--- START Excerpted text ---

College Ministry Mentoring

I’ve been reading up on ministry to college students (College Ministry from Scratch: Equipping Kids for Life after Youth Group, by Chuck Bomar) and want to share about college students sharing in the lives of older more mature believers in the church.

Here are five simple markers that show a certain quality in relationships between older believers and college-age people:

  1. The frequency and consistency with which the pair meets together one-on-one. If they’re meeting frequently on their own, without any prodding from others, then it shows that each of them sees the value in the relationship. If there isn’t consistency, then it’s paramount that we figure out why. It might be a matter of schedules, or it might be that the two people just don’t click for some reason. Either way, this is when we can step in and help cultivate that relationship.
  2. The college-age person seeks spiritual wisdom from the older adult on her own. If this is the case, it says the younger person sees value in this relationship. It also likely suggests that the older believer feels confident in his or her spiritual direction. If this isn’t happening, then we may need to equip the older believer or perhaps help the younger one to see the value of someone older investing in her spiritual life.
  3. The college-age person knows where the dishes are in the older believer’s kitchen. This shows a particular level of intimacy in the relationship, which takes time to develop, of course.
  4. The college-age person can drop by the home of an older believer uninvited. This again shows an intimacy and comfort level in the relationship that indicates quality.
  5. The college-age person’s pursuit of an older believer’s counsel in everyday life circumstances. College-age people are thinking through all sorts of things. If they’re seeking the advice of the older believer in their life’s direction, educational pursuits, job concerns, or any other daily issues—again, this shows us something about this relationship.

Most college ministry job descriptions include references to weekly gatherings, campus ministry, and discipleship but lack specifics that get to the heart of what’s truly needed in college ministry. Here is a Job Description summary:

  1. Learn and understand age-stage issues.

--- END Excerpted text ---

■ **Written exercise**:
In the college ministry mentoring text, what does it show when a college-age person knows where the dishes are in an older believer's kitchen?

--- START Excerpted data ---

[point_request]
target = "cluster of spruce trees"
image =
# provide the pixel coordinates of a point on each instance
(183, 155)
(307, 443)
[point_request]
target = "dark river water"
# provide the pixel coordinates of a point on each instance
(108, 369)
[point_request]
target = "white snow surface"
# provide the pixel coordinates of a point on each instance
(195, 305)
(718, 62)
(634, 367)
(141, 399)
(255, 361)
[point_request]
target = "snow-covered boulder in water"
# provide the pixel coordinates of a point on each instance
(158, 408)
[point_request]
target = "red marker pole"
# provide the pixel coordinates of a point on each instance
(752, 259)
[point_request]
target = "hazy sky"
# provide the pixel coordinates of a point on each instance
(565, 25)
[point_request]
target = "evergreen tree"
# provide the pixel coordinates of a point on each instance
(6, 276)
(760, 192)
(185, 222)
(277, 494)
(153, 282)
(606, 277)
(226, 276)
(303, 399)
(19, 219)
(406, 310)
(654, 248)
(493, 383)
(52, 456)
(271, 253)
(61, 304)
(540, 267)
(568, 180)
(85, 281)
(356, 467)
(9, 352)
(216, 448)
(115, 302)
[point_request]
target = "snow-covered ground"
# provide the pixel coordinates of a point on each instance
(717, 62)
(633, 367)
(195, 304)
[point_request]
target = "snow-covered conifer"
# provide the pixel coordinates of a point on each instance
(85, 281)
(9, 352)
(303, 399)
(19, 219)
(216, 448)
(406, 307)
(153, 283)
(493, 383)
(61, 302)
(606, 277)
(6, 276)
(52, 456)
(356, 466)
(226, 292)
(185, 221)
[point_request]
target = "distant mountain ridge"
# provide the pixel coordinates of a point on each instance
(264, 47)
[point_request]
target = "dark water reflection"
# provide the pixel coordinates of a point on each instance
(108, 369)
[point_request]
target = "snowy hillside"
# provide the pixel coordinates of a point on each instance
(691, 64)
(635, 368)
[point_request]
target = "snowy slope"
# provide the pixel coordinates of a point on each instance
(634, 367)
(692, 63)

--- END Excerpted data ---

■ **Task solution**:
It shows a particular level of intimacy in the relationship, which takes time to develop.